Count the lines in the data below that contain the word "rough". Reply with only the number.

Data from a source:
=== Begin Enclosure ===

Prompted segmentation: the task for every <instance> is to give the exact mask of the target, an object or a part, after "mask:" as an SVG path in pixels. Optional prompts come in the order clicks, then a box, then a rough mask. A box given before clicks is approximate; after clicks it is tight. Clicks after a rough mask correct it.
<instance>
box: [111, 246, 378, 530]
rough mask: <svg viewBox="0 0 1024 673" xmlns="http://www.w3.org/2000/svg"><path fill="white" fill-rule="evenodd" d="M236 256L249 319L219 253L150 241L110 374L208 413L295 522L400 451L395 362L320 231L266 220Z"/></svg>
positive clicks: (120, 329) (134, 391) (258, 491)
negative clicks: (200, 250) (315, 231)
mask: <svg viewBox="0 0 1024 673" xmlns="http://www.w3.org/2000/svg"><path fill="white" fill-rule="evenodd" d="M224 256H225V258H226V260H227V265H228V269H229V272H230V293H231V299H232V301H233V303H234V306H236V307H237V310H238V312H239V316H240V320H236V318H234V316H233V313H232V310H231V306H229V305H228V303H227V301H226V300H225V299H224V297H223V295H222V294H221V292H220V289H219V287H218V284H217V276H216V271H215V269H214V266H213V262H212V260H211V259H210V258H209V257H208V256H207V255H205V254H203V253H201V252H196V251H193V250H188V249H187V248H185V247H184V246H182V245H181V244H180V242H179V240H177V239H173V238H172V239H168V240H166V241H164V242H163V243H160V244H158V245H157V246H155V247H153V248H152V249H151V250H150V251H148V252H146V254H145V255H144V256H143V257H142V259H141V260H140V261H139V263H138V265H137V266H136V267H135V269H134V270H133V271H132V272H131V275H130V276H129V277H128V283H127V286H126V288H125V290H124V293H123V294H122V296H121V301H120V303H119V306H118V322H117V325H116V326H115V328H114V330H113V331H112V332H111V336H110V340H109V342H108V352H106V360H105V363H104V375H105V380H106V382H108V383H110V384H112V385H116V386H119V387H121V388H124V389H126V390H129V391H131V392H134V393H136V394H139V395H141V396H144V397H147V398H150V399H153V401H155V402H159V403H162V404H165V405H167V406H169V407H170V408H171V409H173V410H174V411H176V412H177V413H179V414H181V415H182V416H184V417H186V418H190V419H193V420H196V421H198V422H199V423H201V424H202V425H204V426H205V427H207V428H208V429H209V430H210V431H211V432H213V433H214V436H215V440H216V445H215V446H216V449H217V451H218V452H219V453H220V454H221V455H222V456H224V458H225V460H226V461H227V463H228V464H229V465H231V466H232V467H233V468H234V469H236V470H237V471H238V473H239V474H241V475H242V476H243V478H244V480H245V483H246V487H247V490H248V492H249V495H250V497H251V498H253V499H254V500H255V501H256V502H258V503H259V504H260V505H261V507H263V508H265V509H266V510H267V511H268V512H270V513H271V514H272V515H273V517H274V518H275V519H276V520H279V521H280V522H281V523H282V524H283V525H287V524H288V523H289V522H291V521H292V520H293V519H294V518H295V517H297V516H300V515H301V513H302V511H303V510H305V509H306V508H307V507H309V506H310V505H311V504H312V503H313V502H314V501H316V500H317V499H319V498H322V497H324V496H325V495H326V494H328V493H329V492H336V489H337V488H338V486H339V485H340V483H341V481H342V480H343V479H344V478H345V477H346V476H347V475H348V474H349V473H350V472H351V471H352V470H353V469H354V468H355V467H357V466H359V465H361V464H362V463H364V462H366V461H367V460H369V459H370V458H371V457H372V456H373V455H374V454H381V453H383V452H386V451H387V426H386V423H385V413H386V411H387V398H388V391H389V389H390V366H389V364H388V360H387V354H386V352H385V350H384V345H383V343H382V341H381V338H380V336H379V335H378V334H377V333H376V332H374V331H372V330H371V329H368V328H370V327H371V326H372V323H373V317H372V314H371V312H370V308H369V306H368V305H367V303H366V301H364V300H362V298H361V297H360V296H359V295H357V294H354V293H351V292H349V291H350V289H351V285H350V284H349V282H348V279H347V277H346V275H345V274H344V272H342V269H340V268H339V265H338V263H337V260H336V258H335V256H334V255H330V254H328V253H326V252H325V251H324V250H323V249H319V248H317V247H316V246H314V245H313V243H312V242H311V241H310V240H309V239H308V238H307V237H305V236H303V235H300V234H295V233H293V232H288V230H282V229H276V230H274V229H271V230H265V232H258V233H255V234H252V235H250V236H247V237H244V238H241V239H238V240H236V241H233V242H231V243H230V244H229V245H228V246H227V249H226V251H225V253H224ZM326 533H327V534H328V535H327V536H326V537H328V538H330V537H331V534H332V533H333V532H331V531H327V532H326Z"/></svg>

=== End Enclosure ===

* _Solution for this task_:
2